▸ **Task goal**: Copy out the whole listing below, replacing every "one dot each" with "a single point for each" and changing nothing else. Leave the pictures out of your copy.

▸ **Data entries**:
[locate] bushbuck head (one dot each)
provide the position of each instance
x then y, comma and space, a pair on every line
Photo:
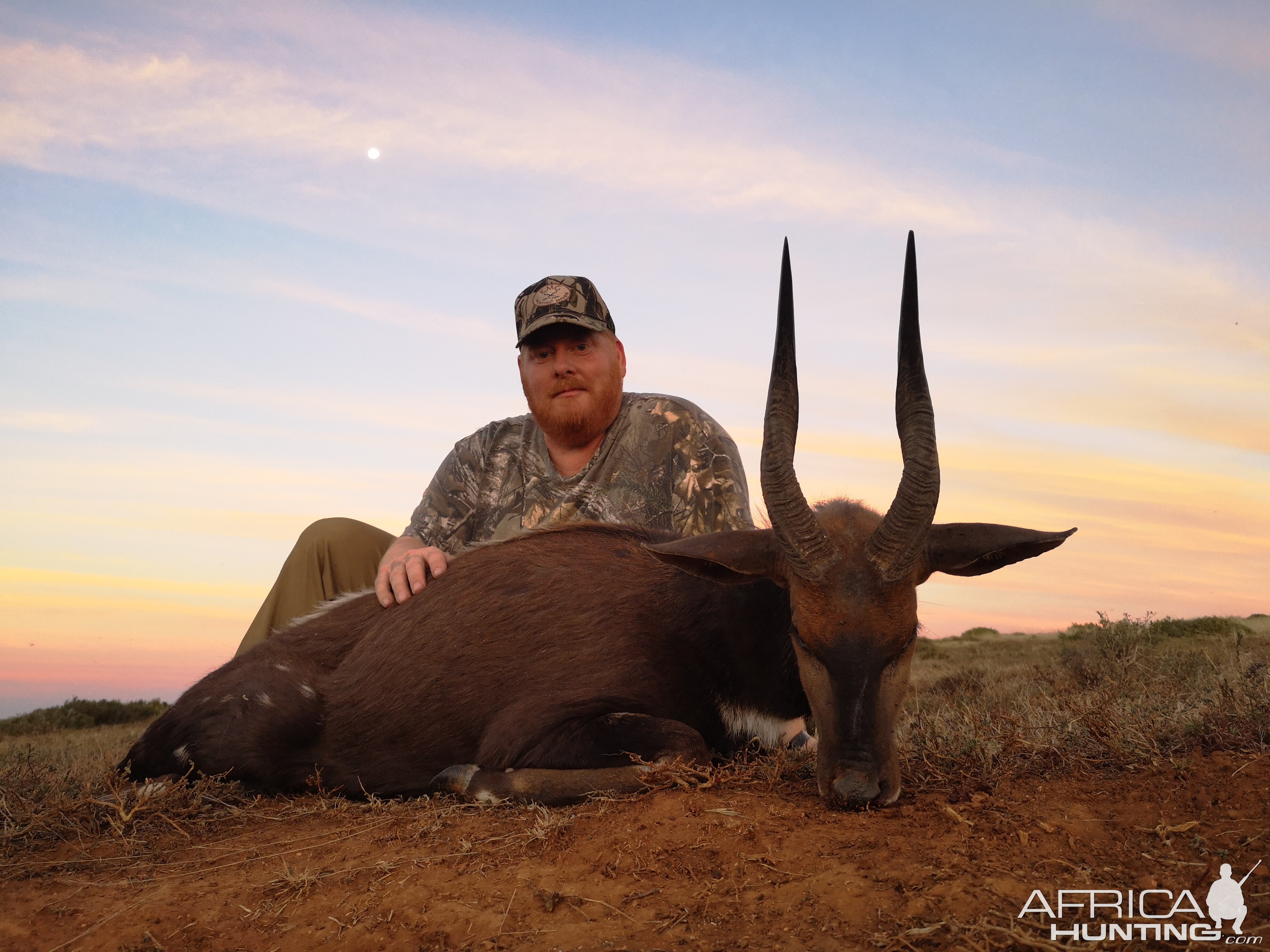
853, 574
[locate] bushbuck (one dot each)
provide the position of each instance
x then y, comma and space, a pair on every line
552, 664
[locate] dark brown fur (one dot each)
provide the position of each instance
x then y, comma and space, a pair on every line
515, 658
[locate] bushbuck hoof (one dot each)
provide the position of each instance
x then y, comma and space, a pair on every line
139, 791
854, 790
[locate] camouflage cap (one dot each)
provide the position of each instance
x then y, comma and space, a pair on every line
560, 300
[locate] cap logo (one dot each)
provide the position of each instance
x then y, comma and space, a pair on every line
552, 294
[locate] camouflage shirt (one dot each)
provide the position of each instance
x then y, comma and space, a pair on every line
663, 464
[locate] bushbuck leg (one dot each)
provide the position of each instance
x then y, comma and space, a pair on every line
611, 738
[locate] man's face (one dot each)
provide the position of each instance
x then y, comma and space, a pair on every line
573, 381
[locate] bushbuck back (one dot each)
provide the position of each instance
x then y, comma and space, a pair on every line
551, 666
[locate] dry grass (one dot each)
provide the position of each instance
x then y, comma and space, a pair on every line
1114, 697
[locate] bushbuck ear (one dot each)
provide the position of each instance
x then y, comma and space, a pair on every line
981, 548
731, 558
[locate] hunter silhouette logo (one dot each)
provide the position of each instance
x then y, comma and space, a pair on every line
1156, 914
1226, 899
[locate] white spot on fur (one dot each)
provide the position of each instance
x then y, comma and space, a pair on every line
745, 724
327, 606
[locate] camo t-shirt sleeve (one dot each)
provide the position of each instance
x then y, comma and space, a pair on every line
445, 515
709, 480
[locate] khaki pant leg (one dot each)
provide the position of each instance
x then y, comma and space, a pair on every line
331, 558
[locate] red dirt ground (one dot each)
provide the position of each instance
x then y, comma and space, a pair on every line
759, 866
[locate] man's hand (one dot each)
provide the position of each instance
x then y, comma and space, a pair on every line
404, 570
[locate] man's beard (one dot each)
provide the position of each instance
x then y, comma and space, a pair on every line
577, 422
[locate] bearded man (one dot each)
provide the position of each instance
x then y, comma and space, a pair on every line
585, 451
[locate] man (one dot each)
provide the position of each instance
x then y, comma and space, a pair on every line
585, 451
1226, 900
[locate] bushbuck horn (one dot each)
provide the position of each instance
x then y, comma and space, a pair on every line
901, 539
807, 546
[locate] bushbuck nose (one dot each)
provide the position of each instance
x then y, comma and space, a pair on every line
855, 788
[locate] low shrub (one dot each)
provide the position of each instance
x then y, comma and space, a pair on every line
79, 714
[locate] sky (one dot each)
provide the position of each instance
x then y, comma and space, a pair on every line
221, 320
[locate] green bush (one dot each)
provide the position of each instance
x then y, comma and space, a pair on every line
78, 713
978, 633
1208, 625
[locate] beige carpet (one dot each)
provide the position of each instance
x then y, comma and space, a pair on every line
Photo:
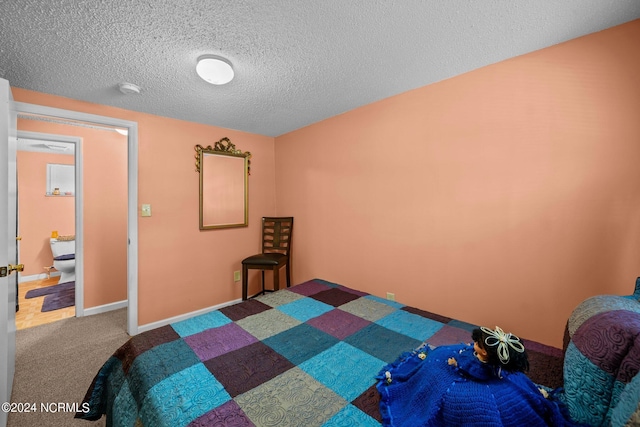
55, 363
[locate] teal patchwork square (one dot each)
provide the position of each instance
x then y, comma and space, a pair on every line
158, 363
344, 369
305, 309
200, 323
127, 408
393, 304
351, 416
300, 343
410, 324
199, 393
267, 324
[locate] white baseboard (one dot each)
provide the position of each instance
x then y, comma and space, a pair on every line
104, 308
159, 323
33, 277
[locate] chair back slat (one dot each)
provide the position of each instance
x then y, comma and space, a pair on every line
276, 235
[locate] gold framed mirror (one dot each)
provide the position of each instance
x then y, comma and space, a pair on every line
224, 190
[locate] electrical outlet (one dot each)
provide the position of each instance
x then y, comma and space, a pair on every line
145, 210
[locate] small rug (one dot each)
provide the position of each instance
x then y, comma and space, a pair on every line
58, 300
33, 293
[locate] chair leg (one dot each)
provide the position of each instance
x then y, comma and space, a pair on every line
245, 284
288, 275
276, 278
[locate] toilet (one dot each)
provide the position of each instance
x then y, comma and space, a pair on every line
64, 259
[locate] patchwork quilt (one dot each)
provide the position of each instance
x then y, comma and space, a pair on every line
302, 356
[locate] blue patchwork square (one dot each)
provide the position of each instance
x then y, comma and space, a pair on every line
406, 323
344, 369
382, 343
351, 416
200, 323
300, 343
154, 365
199, 393
305, 309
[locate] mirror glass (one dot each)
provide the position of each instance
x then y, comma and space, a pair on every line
223, 188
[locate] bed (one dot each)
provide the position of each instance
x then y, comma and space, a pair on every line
303, 356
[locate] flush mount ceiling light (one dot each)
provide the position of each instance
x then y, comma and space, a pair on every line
129, 88
214, 69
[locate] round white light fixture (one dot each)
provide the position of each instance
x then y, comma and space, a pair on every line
214, 69
129, 88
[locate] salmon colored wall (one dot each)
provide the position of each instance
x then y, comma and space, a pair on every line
104, 209
38, 214
182, 269
503, 196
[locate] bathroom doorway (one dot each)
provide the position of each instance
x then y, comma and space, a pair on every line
46, 163
75, 123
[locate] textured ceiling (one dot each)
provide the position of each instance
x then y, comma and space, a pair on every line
296, 62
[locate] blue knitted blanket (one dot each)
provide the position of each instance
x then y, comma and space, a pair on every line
425, 388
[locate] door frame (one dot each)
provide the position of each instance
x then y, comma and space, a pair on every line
132, 198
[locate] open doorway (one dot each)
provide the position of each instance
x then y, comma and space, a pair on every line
46, 182
86, 302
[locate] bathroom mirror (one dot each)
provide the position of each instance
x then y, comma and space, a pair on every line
224, 175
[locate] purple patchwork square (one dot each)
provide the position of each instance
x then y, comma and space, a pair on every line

▸ **Result for this exercise**:
[locate] bushbuck head (a single point for each)
provide the position of each instance
x then y, comma and space, a pair on every line
Photo:
853, 574
[locate] bushbuck (a single point for each)
provide the position of each instance
x then y, comma and space, a pair on every line
552, 664
[locate] dark brown fur (a single point for each)
provide the position of each instance
x then y, comma and space, a pair on every line
515, 658
[locate] bushbuck hoof (a single point for each)
provide the position of each instance
x then y, comma and space, a pair on every line
139, 791
854, 790
[locate] camouflage cap (a single point for each)
provide the position of each instance
x then y, comma and space, a pair on every line
560, 300
[locate] cap logo (a single point for each)
provide the position of each instance
x then y, comma and space, a pair on every line
552, 294
[locate] camouflage shirt (a single point for each)
provide the position of each instance
x then y, comma and space, a pair on every line
663, 464
[locate] bushbuck leg (a single point for each)
provide the position of each instance
x then y, comma and space, a pair on every line
611, 738
[locate] man's face (a single point for each)
provide the position of each instance
x then y, comma and space, a pair on every line
573, 381
[locate] bushbuck back (a single point for each)
provide the position of each instance
x then y, comma and space, a pair on every line
551, 666
[locate] dry grass (a single point for each)
provide the position of each instance
x then y, comma and space, a pair on every line
1114, 697
[locate] bushbuck ear (a single point for each)
provide the position of each instance
x then y, comma and space, a pair on every line
981, 548
731, 558
[locate] hunter silhouette logo (a single point for each)
provide the position of each instance
x then y, comma and space, a pair on every line
1156, 914
1226, 899
[locate] white spot on fur (a single point for each)
provide the position of each instance
x then y, comma and space, a pair on every line
745, 724
327, 606
[locate] camo t-shirt sleeve (a single point for each)
provide the position of each instance
x then y, comma and space, a pair on every line
445, 515
709, 480
[locate] khaki pant leg (a single point for each)
provide the position of each instance
x then y, comma and space, a pair on every line
331, 558
[locate] red dirt ground (a single point for each)
provide the position of each instance
x then y, comma and space, a pair on every line
759, 866
[locate] man's hand (a single point for each)
provide the position of each instance
x then y, comma and space, a pair on every line
404, 570
[locate] man's beard (a single point for each)
provide the position of each instance
x then y, comma and space, a pair on every line
577, 422
[locate] bearded man (a single point for each)
provide the position of each instance
x then y, comma and space, a pair on every line
585, 451
[locate] man (a single point for each)
provide the position of each instance
x then y, comma and space, a pair on every line
585, 451
1226, 900
[locate] bushbuck horn (a single point for each)
provide the position of each instance
x then y, comma and space, a pair on every line
901, 539
807, 546
[locate] bushbuck nose (a single point for each)
provide the position of each instance
x then y, comma and space, a pair on every line
855, 788
[locate] low shrub (a single point for each)
provide the position of each instance
x then y, comma and space, a pair on every line
79, 714
[locate] sky (a single point for each)
provide the position of each instance
x then y, comma and space, a pair on every line
221, 320
[locate] green bush (a single point for each)
provide the position of each instance
x then y, comma and space, a pair on every line
78, 713
978, 633
1208, 625
[locate] beige carpet (a single point for each)
provide the position of each instance
x then y, comma and space, a pair on every line
Photo:
55, 363
[locate] teal patchwork square (a single point for each)
provide the position of each instance
x then y, comma and space, a pair on every line
158, 363
344, 369
305, 309
200, 323
127, 408
393, 304
351, 416
300, 343
410, 324
199, 393
267, 324
[locate] white baseboard (a single point for each)
provide the position of each instance
x then y, comma and space, a pair on every line
104, 308
159, 323
33, 277
[locate] chair back slat (a single point for each)
provide the position of each instance
x then y, comma and space, a pair on every line
276, 235
[locate] gold framed mirror (a single point for each)
provide the position of each instance
x then y, comma and space, a pair on every line
224, 190
[locate] electrical outlet (a single point for each)
provide the position of each instance
x then y, comma and space, a pair on every line
145, 210
[locate] small rug (a single point for each)
provide the position of each instance
x then y, comma and space, a pair on every line
58, 300
33, 293
[locate] chair leg (a single point for each)
provide the position of each instance
x then y, comma and space, a pair on every line
245, 284
288, 275
276, 278
[locate] toilet (a single point for each)
provide the position of each instance
x then y, comma and space, a pair on every line
64, 259
[locate] patchwork quilt (a single point for each)
provide the position of each instance
x then y, comma and space, a pair on every line
302, 356
[locate] blue patchwork square (a single point for each)
provide the position of each instance
x then y, comma and space, a pair on every line
406, 323
344, 369
382, 343
351, 416
200, 323
300, 343
154, 365
199, 393
305, 309
[locate] mirror glass (a single point for each)
provide the position of each instance
x then y, comma and space, a pair on every line
223, 188
[locate] bed (a single point for each)
provide the position of each instance
x then y, comma and space, a pair on every line
303, 356
[locate] flush mount ceiling light (a single point for each)
provide the position of each instance
x then y, comma and space, a pair on every line
129, 88
214, 69
[locate] round white light fixture (a single point for each)
provide the position of each instance
x then y, comma and space, a pair on every line
214, 69
129, 88
[locate] salmon colored wall (a single point for each)
provide the position of each instance
x then y, comma and space, a pair on every line
104, 209
38, 214
182, 269
503, 196
[locate] bathroom doorway (a single point for each)
provide the position of each instance
x then y, comma and space, a pair on every line
46, 163
75, 123
[locate] textured ceiling (a single point for each)
provide the position of each instance
x then y, comma and space, a pair on every line
296, 62
[locate] blue knitted blanket (a single point for each)
provide the position of each instance
x then y, comma and space, a pair on every line
425, 388
[locate] door frame (a single point for each)
provide the position of each instance
x then y, comma and space, a pair on every line
132, 198
[locate] open doorway (a single point for each)
provide the position of each instance
x then y, comma and space, a pair on every line
46, 182
86, 302
[locate] bathroom mirror (a single point for each)
provide the position of each instance
x then y, comma and space, a pair on every line
224, 175
[locate] purple patchwork square (a single point for each)
provide the position of each instance
x then y, comma and space, a pair on every line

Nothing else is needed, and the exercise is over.